- Supplied passage:
All in all, if you have the budget for it the LeftHand devices should serve you a lot longer than the MSA2000.

Solution 2:

Assuming you need to stick with HP (and there's nothing horribly wrong about that), take a look at the recently acquired HP LeftHand SAN Solutions, they're about the most modern thing HP or anyone else sells when it comes to SAN storage. They sell a bundled version called the "HP LeftHand P4300 4.8 TB Starter SAN Solution" which would be a pretty reasonable fit for the general details you've given above.

However, if you're happy with your existing MSA1500cs performance and features then there's not really a burning reason to rip and replace it unless it's come to the end of it's warranty and an extended support contract is going to cost too much.

Solution 3:

I have no particular experience with HP's storage products so this is just general advice. You need to step back and carry out a thorough analysis of the performance requirements of the systems that need\want to use your SAN storage. Capacity is one metric but more importantly you need to get a handle on the IO patterns - average and peak IOPS loads per server\service over time. Break these down per volume, look at what can\should be split to see what sort of performance and capacity profile those volumes require. Then look at what sort of disk combinations (capacity, IO per disk, RAID types) can meet your needs.

- Data to examine:

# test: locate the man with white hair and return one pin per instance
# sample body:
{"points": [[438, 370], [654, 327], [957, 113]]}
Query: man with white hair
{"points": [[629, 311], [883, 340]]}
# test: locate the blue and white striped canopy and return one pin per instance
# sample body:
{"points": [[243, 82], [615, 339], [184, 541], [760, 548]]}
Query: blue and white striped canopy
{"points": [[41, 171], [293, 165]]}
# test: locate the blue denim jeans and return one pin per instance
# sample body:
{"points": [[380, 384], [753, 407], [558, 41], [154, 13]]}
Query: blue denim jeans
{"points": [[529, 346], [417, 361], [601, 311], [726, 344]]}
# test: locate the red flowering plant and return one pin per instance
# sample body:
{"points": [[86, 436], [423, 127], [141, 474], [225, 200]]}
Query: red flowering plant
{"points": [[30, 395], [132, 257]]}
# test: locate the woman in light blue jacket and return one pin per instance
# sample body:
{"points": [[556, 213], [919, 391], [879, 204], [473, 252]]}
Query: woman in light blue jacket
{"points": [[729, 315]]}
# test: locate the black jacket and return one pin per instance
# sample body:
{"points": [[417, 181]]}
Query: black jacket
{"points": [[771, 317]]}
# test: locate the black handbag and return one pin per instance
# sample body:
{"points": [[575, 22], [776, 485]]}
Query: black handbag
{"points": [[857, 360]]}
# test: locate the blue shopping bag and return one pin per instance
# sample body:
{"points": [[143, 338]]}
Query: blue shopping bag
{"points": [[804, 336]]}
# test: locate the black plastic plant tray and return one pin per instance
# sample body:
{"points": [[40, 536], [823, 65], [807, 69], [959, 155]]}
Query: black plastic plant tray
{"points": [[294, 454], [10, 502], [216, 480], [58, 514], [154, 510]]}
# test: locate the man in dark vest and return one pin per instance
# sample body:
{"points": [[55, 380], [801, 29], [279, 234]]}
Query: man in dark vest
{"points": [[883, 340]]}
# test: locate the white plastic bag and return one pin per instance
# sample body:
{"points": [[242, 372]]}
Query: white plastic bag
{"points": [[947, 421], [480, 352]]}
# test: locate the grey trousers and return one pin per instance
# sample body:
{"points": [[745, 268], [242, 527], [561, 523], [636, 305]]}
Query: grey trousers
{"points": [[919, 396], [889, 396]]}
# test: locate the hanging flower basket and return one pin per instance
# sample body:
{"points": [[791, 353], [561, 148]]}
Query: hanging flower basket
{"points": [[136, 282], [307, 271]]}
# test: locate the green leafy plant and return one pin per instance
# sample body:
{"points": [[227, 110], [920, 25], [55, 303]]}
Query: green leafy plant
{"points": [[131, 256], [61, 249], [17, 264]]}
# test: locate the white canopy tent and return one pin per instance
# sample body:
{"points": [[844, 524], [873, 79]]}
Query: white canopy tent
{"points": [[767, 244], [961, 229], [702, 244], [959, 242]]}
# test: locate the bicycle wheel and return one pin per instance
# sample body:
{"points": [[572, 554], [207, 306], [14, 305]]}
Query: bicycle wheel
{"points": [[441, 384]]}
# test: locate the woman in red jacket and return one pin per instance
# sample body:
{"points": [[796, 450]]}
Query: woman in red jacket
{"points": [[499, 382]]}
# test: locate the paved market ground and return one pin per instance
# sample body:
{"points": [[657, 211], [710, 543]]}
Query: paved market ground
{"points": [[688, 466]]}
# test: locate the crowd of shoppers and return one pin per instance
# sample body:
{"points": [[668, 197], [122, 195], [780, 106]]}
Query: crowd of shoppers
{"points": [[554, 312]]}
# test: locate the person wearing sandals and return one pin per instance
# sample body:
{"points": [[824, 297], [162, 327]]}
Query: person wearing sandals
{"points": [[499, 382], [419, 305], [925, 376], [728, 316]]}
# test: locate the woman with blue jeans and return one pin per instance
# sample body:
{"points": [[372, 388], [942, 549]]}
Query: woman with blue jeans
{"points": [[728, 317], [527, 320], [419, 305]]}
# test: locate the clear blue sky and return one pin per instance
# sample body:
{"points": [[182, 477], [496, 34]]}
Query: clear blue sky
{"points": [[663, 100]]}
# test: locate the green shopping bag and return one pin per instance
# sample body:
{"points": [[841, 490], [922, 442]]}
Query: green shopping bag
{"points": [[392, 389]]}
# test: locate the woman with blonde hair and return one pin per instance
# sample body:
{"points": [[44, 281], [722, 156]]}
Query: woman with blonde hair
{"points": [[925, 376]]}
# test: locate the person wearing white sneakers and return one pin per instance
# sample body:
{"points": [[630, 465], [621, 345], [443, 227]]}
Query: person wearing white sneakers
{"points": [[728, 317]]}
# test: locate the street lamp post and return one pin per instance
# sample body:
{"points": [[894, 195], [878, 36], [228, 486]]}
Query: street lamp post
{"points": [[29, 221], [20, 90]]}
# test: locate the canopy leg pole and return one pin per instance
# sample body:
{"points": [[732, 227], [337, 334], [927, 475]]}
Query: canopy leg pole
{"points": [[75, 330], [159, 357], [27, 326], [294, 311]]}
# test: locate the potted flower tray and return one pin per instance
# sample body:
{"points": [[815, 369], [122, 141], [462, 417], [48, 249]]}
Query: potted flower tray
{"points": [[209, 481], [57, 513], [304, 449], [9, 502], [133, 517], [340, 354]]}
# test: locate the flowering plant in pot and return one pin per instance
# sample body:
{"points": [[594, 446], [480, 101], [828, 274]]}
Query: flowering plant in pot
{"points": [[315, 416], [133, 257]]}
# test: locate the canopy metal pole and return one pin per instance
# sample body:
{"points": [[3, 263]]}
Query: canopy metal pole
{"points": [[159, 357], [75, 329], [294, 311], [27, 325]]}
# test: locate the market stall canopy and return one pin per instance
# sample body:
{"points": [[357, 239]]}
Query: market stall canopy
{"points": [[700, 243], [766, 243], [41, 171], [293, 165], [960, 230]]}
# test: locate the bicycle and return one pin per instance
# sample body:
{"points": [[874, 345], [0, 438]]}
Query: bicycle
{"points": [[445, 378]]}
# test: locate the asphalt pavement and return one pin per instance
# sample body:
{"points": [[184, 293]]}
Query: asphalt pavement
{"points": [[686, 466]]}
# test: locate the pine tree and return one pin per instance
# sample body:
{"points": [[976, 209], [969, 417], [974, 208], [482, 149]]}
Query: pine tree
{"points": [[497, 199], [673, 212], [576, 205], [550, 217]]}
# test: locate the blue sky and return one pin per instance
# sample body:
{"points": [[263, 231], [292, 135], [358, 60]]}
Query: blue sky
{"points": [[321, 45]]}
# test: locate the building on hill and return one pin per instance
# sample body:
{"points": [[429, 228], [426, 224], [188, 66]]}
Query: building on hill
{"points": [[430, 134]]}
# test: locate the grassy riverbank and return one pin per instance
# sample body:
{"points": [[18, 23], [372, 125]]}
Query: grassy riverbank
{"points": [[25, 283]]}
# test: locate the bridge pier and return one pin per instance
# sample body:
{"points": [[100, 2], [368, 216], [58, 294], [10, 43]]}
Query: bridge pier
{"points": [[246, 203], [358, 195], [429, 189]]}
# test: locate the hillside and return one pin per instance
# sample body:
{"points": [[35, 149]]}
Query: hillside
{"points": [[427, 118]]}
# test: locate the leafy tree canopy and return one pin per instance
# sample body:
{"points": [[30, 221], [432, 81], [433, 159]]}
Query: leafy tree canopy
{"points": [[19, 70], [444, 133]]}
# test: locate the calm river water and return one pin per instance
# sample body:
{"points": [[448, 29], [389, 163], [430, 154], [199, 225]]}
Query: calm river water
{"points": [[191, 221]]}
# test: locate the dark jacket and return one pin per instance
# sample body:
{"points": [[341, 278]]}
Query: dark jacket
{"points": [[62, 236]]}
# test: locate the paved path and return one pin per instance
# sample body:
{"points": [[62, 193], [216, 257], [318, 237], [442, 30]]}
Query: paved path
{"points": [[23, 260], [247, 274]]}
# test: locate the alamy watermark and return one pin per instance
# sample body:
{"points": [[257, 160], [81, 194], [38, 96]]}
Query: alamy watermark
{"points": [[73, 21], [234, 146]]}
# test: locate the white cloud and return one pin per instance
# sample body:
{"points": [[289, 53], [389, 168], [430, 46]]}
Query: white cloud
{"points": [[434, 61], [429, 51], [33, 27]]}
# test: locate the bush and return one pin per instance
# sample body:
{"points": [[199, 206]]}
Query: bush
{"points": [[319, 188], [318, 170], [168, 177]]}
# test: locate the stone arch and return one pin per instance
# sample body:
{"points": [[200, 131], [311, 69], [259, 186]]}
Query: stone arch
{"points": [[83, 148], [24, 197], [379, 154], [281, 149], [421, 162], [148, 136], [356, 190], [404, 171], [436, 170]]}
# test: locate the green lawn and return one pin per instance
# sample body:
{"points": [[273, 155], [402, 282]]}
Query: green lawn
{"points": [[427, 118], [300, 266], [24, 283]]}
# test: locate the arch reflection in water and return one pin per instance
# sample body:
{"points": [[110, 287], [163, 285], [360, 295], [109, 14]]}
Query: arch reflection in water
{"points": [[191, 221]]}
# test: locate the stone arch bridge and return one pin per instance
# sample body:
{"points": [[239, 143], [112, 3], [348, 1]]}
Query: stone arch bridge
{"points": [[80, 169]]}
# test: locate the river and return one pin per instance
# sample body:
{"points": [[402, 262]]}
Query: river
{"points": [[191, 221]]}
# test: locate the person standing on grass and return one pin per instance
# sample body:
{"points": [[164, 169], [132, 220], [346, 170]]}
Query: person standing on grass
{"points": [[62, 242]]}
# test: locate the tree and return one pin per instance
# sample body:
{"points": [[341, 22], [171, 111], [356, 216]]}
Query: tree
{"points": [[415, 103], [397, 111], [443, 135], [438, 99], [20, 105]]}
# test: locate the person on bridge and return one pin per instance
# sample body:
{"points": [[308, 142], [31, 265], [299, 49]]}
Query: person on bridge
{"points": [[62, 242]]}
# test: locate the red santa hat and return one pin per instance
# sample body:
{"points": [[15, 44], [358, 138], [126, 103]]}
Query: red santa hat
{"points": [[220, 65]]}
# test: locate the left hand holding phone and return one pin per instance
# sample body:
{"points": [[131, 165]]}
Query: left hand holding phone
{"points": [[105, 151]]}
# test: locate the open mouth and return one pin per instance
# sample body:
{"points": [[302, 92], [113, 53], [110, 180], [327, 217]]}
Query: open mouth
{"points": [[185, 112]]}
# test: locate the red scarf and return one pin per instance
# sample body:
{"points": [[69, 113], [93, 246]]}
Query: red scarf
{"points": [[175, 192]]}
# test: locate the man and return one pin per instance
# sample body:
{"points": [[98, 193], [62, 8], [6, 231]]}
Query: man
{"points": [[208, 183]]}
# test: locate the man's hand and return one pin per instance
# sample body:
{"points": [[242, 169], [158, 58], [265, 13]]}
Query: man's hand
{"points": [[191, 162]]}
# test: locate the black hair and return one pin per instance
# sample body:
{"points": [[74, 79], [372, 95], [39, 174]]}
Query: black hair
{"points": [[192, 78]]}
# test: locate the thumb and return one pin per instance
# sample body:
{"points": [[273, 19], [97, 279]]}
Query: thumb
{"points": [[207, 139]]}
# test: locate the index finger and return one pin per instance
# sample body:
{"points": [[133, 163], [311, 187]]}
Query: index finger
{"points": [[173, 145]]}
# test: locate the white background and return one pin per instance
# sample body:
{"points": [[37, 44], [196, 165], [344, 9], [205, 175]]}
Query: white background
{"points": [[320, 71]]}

- Your tasks:
A: In the SAN storage thread, what bundled HP product is named as a reasonable fit for the details given?
B: Summarize the SAN storage thread in two sentences.
C: Write the next part of the SAN storage thread, picking up after its last sentence.
The rows have no connection to the SAN storage thread.

- Expected responses:
A: The "HP LeftHand P4300 4.8 TB Starter SAN Solution".

B: One reply points to HP's LeftHand SAN Solutions, including a bundled P4300 starter package, as about the most modern SAN storage available, but sees little reason to replace a satisfactory MSA1500cs unless its warranty has ended and extended support would cost too much. Another reply advises first analyzing performance requirements, especially average and peak IOPS per server or service broken down per volume, and then choosing disk combinations that meet those needs.

C:
As a (very rough) rule of thumb for your initial capacity estimates: SAS drives - Sustained random IOPS is about 70-90 for 7200 rpm drives, 100-120 for 10k drives and 150-170 for 15k drives. Some drives will be better, some workloads will allow higher IOPS but use those for a worst case sustained baseline.

Random read IOPS will be close to N*IOPS per drive for an N drive array of any normal RAID type (10,5,6,50). Random write performance incurs a penalty (50% for RAID 10, 75% for RAID 5\50, >75% for RAID6\60). Sequential read IO performance is RAID 10>50>60>5 but the differences aren't huge. sequential writes are similar but the differences are more significant. RAID 6 and 60 have great resilience but rebuild times are very long and performance degrades across the whole pack while they happen.

Don't ignore bulk sequential performance - you will need a lot of sequential performance for backups.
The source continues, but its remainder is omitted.